Task to complete: What lines in the records below mention "autumn"? List them all.

[Point-per-instance localization data]
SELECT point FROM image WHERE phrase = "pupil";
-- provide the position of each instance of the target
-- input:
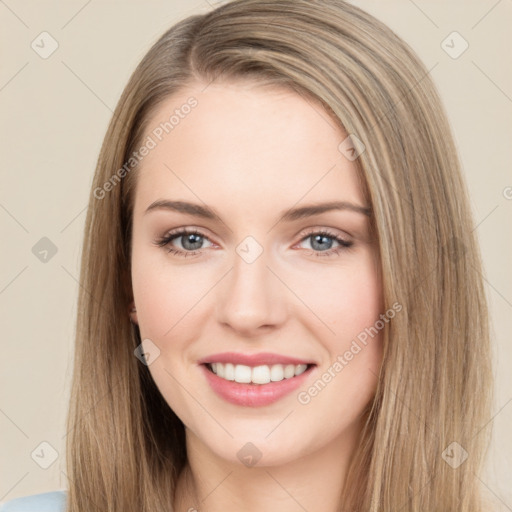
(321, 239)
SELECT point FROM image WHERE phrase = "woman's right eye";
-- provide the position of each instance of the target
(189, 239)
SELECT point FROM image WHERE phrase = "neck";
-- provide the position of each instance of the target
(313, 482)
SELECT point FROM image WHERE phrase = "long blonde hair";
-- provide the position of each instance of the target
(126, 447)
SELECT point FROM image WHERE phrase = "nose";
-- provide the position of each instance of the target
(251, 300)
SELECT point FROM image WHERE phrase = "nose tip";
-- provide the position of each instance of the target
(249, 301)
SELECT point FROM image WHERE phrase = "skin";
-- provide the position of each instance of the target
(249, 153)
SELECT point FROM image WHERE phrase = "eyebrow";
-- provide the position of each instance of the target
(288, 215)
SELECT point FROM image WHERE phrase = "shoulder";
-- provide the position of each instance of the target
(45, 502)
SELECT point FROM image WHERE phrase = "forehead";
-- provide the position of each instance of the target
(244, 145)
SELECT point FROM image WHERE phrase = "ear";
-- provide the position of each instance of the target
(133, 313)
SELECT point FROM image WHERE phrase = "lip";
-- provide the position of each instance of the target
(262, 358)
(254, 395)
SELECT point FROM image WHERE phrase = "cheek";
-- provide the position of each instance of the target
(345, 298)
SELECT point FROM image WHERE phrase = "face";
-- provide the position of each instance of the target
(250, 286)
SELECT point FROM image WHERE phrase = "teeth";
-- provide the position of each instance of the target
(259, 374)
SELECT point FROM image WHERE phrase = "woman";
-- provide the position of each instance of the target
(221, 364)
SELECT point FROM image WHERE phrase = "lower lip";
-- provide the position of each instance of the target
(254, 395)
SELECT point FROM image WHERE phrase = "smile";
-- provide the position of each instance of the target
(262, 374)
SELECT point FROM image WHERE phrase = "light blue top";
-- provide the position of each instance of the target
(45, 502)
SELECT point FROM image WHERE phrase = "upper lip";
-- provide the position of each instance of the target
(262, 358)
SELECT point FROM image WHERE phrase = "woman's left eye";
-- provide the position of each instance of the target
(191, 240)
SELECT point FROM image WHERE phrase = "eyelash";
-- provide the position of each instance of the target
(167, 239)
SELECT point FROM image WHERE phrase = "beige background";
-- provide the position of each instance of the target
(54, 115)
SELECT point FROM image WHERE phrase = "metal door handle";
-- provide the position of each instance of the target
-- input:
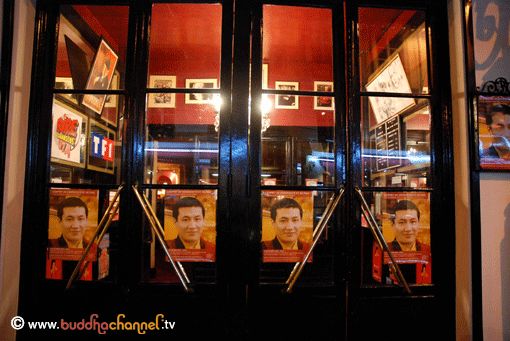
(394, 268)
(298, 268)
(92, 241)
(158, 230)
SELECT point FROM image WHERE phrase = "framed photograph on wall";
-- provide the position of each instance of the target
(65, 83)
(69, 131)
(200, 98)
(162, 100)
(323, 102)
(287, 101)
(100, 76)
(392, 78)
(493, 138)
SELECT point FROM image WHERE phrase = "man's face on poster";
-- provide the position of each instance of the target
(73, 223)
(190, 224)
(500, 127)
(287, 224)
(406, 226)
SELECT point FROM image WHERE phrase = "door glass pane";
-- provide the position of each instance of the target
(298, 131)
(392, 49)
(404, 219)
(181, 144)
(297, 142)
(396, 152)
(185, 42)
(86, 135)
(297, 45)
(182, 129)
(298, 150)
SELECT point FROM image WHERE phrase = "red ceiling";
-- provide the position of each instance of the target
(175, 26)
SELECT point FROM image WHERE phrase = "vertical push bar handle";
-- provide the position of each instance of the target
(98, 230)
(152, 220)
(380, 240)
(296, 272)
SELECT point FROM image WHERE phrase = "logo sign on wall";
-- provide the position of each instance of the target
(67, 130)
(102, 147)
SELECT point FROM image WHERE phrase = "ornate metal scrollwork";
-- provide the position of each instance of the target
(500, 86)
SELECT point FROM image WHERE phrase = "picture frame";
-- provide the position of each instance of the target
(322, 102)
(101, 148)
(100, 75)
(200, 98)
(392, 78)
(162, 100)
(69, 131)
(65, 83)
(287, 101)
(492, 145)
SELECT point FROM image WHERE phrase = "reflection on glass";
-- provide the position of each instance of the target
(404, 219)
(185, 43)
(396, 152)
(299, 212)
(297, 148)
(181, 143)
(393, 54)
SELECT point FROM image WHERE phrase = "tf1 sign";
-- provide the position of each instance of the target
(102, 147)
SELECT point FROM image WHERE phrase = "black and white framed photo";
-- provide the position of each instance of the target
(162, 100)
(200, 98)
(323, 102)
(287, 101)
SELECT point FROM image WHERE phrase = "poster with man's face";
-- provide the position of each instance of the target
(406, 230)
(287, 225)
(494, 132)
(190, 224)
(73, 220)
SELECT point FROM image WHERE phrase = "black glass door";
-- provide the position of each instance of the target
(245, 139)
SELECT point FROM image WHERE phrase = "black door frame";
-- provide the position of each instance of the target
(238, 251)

* * *

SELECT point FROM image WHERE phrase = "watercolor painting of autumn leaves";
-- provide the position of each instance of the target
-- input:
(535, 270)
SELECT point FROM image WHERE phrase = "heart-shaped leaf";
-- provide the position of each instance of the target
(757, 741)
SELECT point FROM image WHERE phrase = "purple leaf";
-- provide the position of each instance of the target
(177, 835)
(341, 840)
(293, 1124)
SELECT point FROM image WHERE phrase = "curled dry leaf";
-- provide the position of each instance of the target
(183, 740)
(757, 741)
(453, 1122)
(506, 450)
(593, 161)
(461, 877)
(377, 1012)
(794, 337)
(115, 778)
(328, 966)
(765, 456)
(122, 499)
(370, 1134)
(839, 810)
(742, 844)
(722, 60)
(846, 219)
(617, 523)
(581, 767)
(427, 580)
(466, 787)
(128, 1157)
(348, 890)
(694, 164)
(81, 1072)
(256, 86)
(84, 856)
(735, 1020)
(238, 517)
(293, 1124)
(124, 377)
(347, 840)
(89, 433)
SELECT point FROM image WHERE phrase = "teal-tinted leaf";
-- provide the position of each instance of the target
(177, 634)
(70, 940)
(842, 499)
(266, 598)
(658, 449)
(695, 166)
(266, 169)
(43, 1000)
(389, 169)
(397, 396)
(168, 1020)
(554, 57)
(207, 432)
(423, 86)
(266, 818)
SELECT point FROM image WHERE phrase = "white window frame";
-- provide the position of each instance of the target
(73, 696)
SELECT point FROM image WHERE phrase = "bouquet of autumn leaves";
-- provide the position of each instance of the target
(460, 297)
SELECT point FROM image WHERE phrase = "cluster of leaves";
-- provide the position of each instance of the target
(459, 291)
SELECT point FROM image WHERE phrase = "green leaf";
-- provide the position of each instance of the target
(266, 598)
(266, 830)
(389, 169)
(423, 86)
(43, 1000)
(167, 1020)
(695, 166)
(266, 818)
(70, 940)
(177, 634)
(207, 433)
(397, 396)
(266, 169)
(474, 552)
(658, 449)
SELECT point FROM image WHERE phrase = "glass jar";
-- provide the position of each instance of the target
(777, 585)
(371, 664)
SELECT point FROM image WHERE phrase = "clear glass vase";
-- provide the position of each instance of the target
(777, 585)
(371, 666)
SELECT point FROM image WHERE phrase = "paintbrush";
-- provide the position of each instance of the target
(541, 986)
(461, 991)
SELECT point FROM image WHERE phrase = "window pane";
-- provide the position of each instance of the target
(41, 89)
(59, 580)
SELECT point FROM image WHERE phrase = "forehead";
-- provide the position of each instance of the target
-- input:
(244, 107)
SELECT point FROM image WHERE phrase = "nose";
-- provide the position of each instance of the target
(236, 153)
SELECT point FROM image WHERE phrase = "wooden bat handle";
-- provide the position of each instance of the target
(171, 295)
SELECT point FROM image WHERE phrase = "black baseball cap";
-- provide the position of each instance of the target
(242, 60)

Output for this task:
SELECT point FROM image WHERE phrase = "watercolor painting of autumn leaves";
SELECT point FROM image WHERE phrase = "bouquet of autumn leaves";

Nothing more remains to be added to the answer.